Material provided:
--- --- ---

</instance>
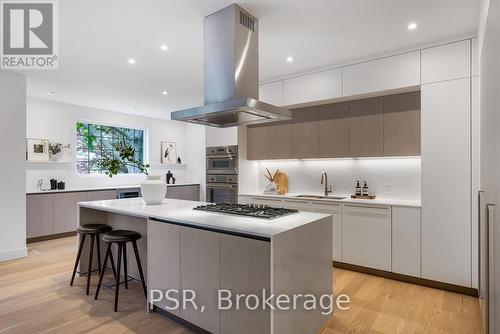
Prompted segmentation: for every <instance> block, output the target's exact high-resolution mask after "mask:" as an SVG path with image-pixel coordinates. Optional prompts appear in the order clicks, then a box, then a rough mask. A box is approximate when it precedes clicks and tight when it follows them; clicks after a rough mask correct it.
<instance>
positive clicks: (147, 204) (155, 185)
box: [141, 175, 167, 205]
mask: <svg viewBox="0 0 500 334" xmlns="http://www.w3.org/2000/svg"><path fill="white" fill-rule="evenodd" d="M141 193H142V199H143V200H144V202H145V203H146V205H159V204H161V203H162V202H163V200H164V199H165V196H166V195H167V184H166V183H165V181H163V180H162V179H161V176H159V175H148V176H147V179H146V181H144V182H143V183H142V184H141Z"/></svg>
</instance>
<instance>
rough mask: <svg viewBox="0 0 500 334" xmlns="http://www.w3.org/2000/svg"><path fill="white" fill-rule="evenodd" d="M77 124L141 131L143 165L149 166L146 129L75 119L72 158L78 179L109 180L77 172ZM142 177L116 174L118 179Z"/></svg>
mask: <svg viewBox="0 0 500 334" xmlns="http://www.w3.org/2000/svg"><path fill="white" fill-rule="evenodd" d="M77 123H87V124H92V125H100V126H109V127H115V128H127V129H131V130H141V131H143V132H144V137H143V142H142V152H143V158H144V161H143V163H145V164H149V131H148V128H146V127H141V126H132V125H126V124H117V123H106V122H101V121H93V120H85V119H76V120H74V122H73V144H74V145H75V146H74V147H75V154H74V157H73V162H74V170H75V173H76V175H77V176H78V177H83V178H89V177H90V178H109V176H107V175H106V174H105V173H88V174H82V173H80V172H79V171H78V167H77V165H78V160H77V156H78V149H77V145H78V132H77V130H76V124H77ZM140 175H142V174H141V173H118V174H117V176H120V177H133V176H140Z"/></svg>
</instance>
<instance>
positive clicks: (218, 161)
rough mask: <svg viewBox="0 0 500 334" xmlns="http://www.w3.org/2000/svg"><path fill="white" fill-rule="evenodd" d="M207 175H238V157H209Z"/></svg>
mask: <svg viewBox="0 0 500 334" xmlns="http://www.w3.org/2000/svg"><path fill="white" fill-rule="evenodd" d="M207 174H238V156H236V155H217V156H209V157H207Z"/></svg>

--- --- ---

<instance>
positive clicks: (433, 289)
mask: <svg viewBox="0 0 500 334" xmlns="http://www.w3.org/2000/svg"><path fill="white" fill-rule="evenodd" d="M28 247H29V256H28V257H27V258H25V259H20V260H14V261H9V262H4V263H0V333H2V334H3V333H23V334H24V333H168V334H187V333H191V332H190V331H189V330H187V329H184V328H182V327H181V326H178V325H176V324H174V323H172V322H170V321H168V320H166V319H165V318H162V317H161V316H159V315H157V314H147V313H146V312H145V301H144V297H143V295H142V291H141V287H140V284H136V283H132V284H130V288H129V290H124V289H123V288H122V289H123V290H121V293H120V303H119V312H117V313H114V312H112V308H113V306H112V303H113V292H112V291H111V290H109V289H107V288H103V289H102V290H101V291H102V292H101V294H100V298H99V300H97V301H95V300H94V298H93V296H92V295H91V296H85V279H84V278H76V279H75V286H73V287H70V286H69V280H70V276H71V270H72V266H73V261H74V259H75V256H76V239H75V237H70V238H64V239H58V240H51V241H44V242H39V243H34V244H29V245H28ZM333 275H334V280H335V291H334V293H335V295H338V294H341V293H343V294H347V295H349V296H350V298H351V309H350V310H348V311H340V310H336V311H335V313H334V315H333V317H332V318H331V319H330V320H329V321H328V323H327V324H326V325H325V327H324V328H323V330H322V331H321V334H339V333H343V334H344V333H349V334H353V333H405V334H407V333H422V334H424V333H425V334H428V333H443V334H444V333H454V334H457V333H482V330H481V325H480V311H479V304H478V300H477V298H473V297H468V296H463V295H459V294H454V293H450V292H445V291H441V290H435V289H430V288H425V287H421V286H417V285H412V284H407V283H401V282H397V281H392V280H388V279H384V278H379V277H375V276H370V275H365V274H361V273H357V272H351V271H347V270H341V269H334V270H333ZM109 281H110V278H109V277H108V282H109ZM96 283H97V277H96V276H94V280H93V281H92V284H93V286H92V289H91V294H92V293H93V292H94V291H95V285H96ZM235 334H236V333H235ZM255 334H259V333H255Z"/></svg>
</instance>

--- --- ---

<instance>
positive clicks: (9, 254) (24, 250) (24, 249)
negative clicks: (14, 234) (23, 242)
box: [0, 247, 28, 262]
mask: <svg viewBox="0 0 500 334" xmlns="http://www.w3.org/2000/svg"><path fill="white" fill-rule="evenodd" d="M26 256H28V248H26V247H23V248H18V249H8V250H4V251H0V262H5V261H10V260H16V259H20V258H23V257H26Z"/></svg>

--- --- ---

Exercise requirements: Identify each line in the material above that contains the string "clicks", and copy those lines out in full.

Solution to this task:
Prompted segmentation: for every <instance> block, output the target's exact high-resolution mask after "mask:" as an SVG path with image-pixel coordinates. Optional prompts appear in the order clicks, then a box, then a rough mask. A box is approximate when it precedes clicks and tight when it follows them; clicks after a rough mask correct it.
positive clicks: (147, 204) (155, 185)
positive clicks: (218, 161)
positive clicks: (433, 289)
positive clicks: (9, 254) (24, 250) (24, 249)
negative clicks: (14, 234) (23, 242)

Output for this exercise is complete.